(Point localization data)
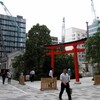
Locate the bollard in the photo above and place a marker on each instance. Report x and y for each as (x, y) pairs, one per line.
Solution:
(21, 79)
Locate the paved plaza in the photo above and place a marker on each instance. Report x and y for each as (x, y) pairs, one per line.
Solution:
(31, 91)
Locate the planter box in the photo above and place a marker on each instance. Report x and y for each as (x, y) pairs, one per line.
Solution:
(96, 79)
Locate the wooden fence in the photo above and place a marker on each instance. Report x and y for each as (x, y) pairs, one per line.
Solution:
(48, 83)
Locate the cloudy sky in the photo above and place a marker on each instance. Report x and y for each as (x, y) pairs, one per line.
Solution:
(51, 12)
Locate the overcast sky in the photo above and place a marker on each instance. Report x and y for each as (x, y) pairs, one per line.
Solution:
(51, 12)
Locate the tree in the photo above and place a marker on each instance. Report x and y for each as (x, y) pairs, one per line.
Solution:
(39, 36)
(93, 49)
(18, 65)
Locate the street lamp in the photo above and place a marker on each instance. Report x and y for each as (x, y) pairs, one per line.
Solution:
(87, 29)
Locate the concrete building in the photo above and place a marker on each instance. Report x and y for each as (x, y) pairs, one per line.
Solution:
(12, 36)
(54, 40)
(74, 34)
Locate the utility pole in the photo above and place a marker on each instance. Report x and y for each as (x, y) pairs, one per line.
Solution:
(63, 31)
(87, 29)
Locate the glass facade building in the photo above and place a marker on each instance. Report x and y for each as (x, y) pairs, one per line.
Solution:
(12, 34)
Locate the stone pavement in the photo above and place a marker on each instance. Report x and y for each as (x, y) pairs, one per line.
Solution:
(31, 91)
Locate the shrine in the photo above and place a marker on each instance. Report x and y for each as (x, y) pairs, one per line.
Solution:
(60, 49)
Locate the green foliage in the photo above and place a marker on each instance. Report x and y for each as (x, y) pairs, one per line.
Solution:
(93, 49)
(18, 65)
(39, 36)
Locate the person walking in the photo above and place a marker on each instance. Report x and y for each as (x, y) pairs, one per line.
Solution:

• EXERCISE DETAILS
Once the pictures are set aside, repeat the data above exactly.

• WRITTEN RESPONSE
Locate the bollard in the photo above and place a marker on each instance. Report x and y for each as (x, y) pairs, one per line.
Solution:
(21, 79)
Locate the paved plaza in the photo above and place a marker on each instance. Report x and y for each as (x, y) pairs, one per line.
Solution:
(31, 91)
Locate the planter box in the photo above and place a marker on each instance. Report x and y for each as (x, y) pairs, one per line.
Solution:
(96, 79)
Locate the wooden fence in the photo above and place a marker on each instance. Report x and y for each as (x, y) pairs, one per line.
Solution:
(48, 83)
Locate the cloudy sky in the photo above and place a marker on each instance. Report x and y for each as (x, y) pairs, one per line.
Solution:
(51, 12)
Locate the overcast sky in the photo above and place a marker on each instance. Report x and y for each as (x, y) pairs, one per line.
Solution:
(51, 12)
Locate the tree in the photo above and place a marker on each instance. Report x and y for each as (x, y) pairs, one per line.
Solution:
(39, 36)
(93, 49)
(18, 65)
Locate the street lamp in the photo above and place a marker on each instance. Report x and y for each as (x, y) pairs, one per line.
Solution:
(87, 29)
Locate the concrete building in the photo above and place a marker on each instance. Report x and y for each as (x, y) pairs, one per line.
Solution:
(12, 36)
(54, 40)
(74, 34)
Locate the utility pole in the photo above and place a marker on each instance. Report x and y for each as (x, y) pairs, one per line.
Solution:
(63, 31)
(87, 29)
Locate the glass facade building in the photo above and place a marker on each instance. Report x and y for each as (x, y) pairs, one per line.
Solution:
(12, 34)
Locate the stone pavement in the photo above and place a marker on each instance. Report x and y for each as (x, y) pairs, one per line.
Solution:
(31, 91)
Locate the shrine in the photo above and place a marker on each instance. Report x and y for each as (x, y) pairs, one per line.
Solution:
(60, 49)
Locate the green foliage in the photo above and place a marker on each instance. Report x and y for each as (x, y) pairs, one per line.
Solution:
(93, 49)
(18, 65)
(39, 36)
Locate the person walking in the photo above and place a marker on each instance. Report x and y for each as (x, y) pairs, one per line.
Solution:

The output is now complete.